> **Text**
======

If you ever go, or bring a loved one to the hospital, these rules are important to remember:
1. If your mom/dad/aunt/sister/brother is confused and yells at me I will ignore the yelling and continue to do my job, however if they try to claw my face off, I'm going to refuse to care for them again for the duration of their stay no matter how nice you think I am. Also I promise confused people become more confused at night, please have someone stay with them overnight, trade off with other family members if you have to, but this helps keep your loved one from injuring the one person who truly only wants to help them get better so they can go back to where they are living (with you, in a nursing home, what have you)
2. If you agitate the confused patient who is normally kind to the staff, we won't like you, but we will be fakely nice to you. I had that cute music from their childhood on for a reason, it's calming, and you scare them.
3. If you have cancer in more than once place in your body, it's quite unlikely you are EVER going back to a normal life, please get your affairs in order and teach your spouse how to run all the things that you've taken care of including but no limited to house maintenance, financial affairs and insurance stuff.

======

> **Record extracts**
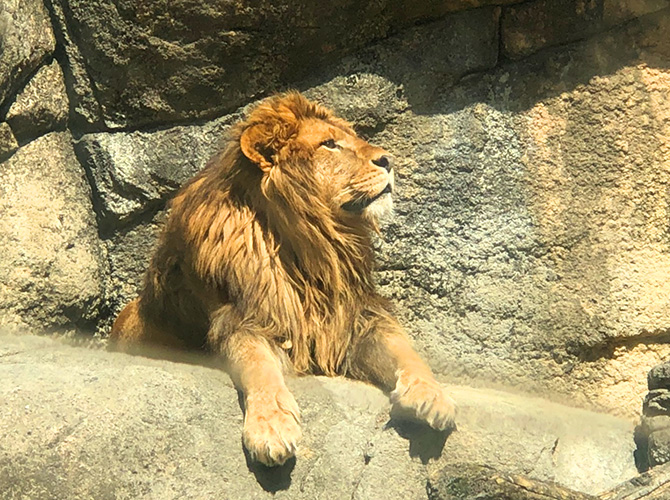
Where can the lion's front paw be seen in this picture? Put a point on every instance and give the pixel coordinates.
(271, 426)
(422, 398)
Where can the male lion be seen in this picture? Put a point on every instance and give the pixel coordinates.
(266, 257)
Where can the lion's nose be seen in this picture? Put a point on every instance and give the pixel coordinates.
(384, 161)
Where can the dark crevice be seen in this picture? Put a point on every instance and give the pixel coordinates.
(11, 98)
(606, 348)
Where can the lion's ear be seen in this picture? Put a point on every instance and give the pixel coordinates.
(255, 144)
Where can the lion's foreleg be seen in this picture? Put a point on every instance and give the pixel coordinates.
(385, 357)
(271, 416)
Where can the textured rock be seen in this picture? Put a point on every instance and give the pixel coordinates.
(52, 269)
(8, 142)
(115, 426)
(529, 243)
(136, 171)
(531, 26)
(26, 38)
(41, 106)
(470, 482)
(653, 433)
(85, 112)
(153, 62)
(617, 11)
(129, 252)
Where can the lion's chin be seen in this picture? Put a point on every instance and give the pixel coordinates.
(380, 209)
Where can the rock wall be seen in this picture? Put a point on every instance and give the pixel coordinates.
(530, 243)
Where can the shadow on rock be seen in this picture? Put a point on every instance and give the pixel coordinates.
(271, 479)
(424, 441)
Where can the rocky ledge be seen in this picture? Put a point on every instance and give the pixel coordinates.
(85, 423)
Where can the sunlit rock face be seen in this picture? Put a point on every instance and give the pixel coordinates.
(529, 243)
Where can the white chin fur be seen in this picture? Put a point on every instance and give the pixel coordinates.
(381, 209)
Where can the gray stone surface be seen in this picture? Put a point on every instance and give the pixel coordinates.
(137, 171)
(26, 39)
(53, 268)
(476, 482)
(653, 433)
(529, 243)
(8, 144)
(529, 246)
(83, 423)
(85, 112)
(129, 252)
(41, 107)
(532, 26)
(153, 62)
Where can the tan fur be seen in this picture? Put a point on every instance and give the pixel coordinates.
(266, 254)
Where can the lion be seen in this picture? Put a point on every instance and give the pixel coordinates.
(266, 261)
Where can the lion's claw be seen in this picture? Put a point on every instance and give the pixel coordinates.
(422, 398)
(271, 427)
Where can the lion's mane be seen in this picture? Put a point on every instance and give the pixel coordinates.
(261, 249)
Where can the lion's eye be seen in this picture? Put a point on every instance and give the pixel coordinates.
(330, 144)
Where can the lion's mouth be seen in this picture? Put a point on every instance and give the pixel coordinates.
(360, 204)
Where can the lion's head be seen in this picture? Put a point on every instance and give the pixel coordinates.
(309, 156)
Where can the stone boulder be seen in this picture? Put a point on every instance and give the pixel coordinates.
(529, 241)
(83, 423)
(41, 107)
(53, 266)
(151, 63)
(26, 39)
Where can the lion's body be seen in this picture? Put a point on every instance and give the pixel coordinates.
(269, 249)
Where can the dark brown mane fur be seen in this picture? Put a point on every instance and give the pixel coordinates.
(268, 251)
(310, 272)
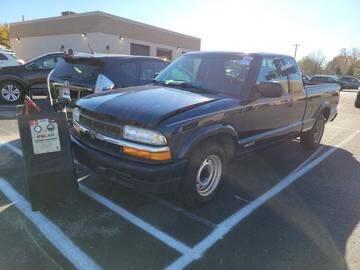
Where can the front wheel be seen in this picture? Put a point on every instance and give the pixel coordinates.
(11, 92)
(357, 102)
(204, 173)
(312, 138)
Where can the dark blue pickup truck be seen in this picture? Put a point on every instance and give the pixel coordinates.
(179, 133)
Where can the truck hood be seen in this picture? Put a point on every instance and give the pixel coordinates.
(11, 69)
(144, 106)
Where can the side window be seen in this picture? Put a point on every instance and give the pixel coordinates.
(269, 73)
(149, 69)
(3, 57)
(295, 79)
(44, 63)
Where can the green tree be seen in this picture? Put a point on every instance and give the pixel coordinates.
(4, 35)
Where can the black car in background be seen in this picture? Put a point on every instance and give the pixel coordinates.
(318, 79)
(306, 79)
(81, 74)
(357, 101)
(350, 82)
(16, 81)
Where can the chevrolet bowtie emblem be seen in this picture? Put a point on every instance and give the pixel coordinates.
(93, 134)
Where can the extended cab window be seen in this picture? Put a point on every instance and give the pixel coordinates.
(270, 73)
(217, 73)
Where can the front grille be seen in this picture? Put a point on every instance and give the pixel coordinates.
(100, 145)
(97, 124)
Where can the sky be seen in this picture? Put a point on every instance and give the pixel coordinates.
(247, 26)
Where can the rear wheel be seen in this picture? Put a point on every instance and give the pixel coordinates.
(11, 92)
(204, 173)
(312, 138)
(357, 102)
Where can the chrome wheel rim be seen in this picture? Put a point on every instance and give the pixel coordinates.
(318, 131)
(209, 175)
(10, 92)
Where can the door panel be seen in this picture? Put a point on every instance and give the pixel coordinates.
(267, 119)
(298, 97)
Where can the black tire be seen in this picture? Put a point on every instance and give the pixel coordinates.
(189, 192)
(357, 102)
(312, 138)
(11, 92)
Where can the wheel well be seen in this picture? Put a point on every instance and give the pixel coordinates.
(326, 112)
(226, 141)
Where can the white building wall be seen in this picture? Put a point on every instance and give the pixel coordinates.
(29, 47)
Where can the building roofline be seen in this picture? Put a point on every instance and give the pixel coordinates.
(101, 13)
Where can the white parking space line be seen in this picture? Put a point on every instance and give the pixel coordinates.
(158, 234)
(184, 212)
(228, 224)
(56, 237)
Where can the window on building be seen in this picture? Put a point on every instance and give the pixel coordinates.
(138, 49)
(2, 57)
(165, 54)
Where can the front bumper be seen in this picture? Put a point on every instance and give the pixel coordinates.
(144, 177)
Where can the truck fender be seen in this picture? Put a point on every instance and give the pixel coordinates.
(15, 79)
(324, 107)
(203, 134)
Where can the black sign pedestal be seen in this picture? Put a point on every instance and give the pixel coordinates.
(48, 158)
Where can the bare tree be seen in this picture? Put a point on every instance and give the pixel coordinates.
(313, 64)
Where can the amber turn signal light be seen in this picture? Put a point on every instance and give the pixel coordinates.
(159, 156)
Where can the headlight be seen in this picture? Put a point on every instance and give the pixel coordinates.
(103, 83)
(144, 136)
(76, 114)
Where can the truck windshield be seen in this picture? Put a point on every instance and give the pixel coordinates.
(79, 72)
(217, 73)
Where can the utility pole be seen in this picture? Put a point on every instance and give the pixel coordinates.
(296, 46)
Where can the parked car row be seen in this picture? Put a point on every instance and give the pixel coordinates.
(79, 75)
(346, 82)
(16, 81)
(76, 75)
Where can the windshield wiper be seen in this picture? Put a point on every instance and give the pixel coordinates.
(185, 85)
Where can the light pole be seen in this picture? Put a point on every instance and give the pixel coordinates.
(296, 47)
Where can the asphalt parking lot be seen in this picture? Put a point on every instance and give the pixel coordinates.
(280, 208)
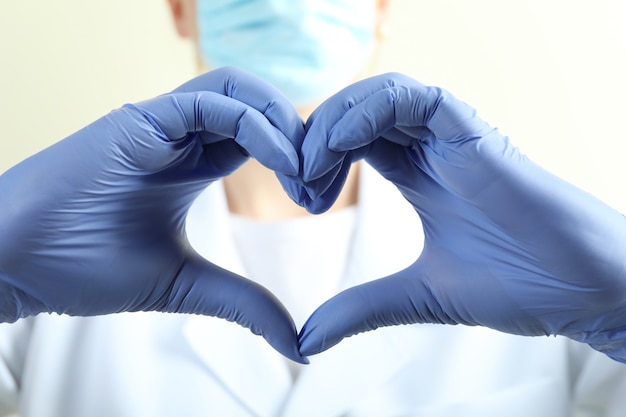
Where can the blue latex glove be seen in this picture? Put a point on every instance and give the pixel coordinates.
(507, 244)
(95, 223)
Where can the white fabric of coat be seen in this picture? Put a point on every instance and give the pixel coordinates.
(158, 365)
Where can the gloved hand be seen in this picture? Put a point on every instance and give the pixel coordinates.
(507, 244)
(95, 223)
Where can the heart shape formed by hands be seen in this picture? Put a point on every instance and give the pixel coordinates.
(95, 224)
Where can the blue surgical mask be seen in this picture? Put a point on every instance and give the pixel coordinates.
(309, 49)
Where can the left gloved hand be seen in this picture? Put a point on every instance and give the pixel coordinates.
(95, 223)
(507, 244)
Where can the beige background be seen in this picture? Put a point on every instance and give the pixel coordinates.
(549, 73)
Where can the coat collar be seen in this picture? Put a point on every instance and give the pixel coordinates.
(336, 379)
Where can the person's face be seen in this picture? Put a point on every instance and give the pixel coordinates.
(308, 49)
(185, 17)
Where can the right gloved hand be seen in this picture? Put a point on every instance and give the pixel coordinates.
(507, 244)
(95, 223)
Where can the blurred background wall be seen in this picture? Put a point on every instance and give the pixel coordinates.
(550, 74)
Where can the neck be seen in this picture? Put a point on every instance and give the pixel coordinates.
(253, 191)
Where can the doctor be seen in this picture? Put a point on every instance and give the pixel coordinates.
(159, 364)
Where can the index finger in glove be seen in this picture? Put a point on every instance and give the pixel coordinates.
(318, 158)
(254, 92)
(178, 114)
(421, 110)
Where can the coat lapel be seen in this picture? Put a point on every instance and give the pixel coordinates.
(340, 377)
(230, 351)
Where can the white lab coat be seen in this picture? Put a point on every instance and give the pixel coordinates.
(158, 365)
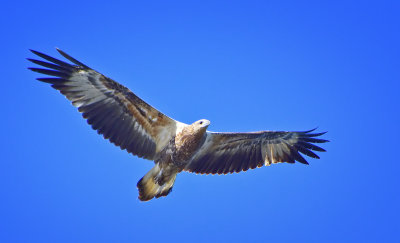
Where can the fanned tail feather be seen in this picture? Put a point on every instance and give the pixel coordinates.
(154, 185)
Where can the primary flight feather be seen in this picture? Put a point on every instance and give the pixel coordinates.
(132, 124)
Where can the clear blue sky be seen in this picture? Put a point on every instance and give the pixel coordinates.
(244, 65)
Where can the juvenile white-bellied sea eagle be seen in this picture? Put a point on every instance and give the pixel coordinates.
(132, 124)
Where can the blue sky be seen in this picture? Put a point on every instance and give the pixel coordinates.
(244, 65)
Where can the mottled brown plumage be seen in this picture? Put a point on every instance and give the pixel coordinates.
(132, 124)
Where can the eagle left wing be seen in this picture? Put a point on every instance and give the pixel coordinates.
(222, 153)
(109, 107)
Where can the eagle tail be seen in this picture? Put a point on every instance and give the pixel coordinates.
(155, 184)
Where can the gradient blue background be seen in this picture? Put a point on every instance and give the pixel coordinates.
(244, 65)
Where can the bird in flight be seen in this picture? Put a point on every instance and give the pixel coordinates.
(130, 123)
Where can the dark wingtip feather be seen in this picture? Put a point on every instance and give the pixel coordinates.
(50, 72)
(71, 58)
(51, 59)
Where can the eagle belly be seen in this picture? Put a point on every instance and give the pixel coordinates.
(158, 182)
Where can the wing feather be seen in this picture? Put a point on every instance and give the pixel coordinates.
(110, 108)
(223, 153)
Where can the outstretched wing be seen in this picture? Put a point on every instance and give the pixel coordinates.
(223, 153)
(110, 108)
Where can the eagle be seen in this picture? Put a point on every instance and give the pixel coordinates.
(130, 123)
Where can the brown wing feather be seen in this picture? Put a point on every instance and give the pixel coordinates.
(223, 153)
(110, 108)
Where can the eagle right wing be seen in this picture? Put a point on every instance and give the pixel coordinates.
(110, 108)
(223, 153)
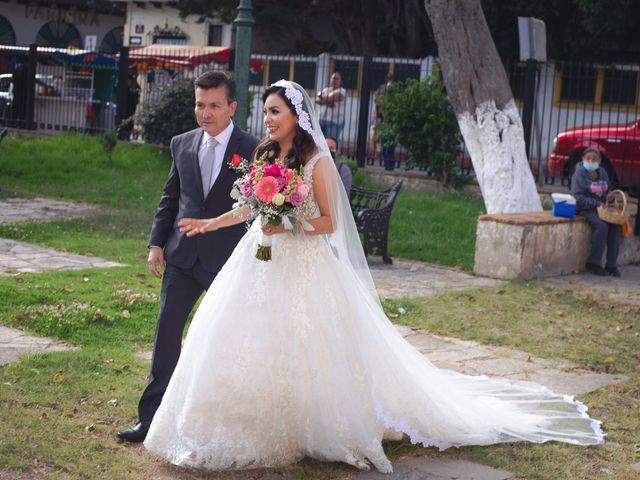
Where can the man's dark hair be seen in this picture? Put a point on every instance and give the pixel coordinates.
(214, 80)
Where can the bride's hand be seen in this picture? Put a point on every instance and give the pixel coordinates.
(269, 229)
(194, 226)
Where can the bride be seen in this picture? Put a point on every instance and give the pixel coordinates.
(295, 357)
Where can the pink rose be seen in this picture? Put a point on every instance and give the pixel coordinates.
(303, 189)
(296, 199)
(288, 174)
(246, 189)
(266, 189)
(272, 170)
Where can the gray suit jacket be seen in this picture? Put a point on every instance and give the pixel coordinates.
(183, 197)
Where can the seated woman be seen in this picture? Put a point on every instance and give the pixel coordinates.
(591, 186)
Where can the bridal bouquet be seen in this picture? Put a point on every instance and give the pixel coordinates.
(276, 194)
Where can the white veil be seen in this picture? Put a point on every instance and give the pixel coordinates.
(345, 240)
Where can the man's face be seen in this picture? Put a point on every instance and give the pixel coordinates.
(333, 148)
(213, 110)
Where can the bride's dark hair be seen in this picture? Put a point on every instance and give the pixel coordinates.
(303, 143)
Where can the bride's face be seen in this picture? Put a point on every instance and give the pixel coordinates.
(279, 119)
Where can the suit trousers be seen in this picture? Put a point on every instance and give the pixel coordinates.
(602, 234)
(181, 289)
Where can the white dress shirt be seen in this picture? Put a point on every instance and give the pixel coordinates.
(223, 140)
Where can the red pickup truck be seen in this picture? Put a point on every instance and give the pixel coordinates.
(618, 144)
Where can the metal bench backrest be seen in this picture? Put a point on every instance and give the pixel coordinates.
(362, 198)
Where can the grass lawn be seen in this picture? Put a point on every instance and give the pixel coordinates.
(59, 411)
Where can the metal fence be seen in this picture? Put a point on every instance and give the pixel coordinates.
(581, 104)
(577, 105)
(57, 90)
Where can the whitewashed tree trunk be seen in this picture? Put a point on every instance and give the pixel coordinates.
(479, 91)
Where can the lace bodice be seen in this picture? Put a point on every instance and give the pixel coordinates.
(310, 208)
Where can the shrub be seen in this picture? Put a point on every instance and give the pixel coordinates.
(170, 115)
(418, 115)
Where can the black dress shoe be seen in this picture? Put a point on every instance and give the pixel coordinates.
(597, 270)
(613, 271)
(135, 434)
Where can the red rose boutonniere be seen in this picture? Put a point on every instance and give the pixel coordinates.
(238, 163)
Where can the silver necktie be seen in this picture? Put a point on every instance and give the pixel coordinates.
(208, 158)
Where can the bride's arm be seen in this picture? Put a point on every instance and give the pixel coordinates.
(323, 224)
(194, 226)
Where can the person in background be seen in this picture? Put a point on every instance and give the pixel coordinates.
(343, 170)
(591, 186)
(332, 101)
(388, 151)
(199, 184)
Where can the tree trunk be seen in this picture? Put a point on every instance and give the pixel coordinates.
(479, 91)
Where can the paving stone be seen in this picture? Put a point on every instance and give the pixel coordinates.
(409, 278)
(21, 210)
(21, 257)
(576, 382)
(14, 343)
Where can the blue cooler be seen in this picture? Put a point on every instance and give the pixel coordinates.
(563, 205)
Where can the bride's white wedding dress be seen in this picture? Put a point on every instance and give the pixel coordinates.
(292, 357)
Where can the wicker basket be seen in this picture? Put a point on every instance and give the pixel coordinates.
(615, 212)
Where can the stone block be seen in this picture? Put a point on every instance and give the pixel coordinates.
(537, 245)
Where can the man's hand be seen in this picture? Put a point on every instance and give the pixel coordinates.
(194, 226)
(269, 229)
(155, 258)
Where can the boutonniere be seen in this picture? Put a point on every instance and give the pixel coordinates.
(238, 163)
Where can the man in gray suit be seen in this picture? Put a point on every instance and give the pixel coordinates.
(198, 186)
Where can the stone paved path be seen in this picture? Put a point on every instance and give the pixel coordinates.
(20, 210)
(403, 279)
(15, 343)
(408, 278)
(626, 288)
(22, 257)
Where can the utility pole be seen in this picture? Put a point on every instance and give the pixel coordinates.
(243, 22)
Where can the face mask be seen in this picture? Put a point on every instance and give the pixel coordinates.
(590, 166)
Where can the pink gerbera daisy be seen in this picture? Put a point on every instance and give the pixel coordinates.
(266, 189)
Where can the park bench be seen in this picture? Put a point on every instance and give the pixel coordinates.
(372, 212)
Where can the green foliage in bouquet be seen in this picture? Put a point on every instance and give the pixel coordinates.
(418, 116)
(171, 114)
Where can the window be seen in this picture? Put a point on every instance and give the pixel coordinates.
(169, 41)
(215, 35)
(59, 34)
(578, 83)
(619, 86)
(7, 34)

======

> **Work request 1**
Copy the passage of the hospital rules from "2. If you agitate" to "you scare them.", without any changes.
> **Work request 2**
Using the hospital rules, decide whether each statement agrees with the text, and answer yes or no with the deciding words quoted exactly. (a) Confused patients tend to become more confused at night. (b) The writer will refuse further care to a confused patient who only yells. (c) The music playing for the confused patient came from that patient's childhood.

> **Output 1**
2. If you agitate the confused patient who is normally kind to the staff, we won't like you, but we will be fakely nice to you. I had that cute music from their childhood on for a reason, it's calming, and you scare them.

> **Output 2**
(a) Yes: "I promise confused people become more confused at night"
(b) No: "I will ignore the yelling and continue to do my job"
(c) Yes: "I had that cute music from their childhood on for a reason"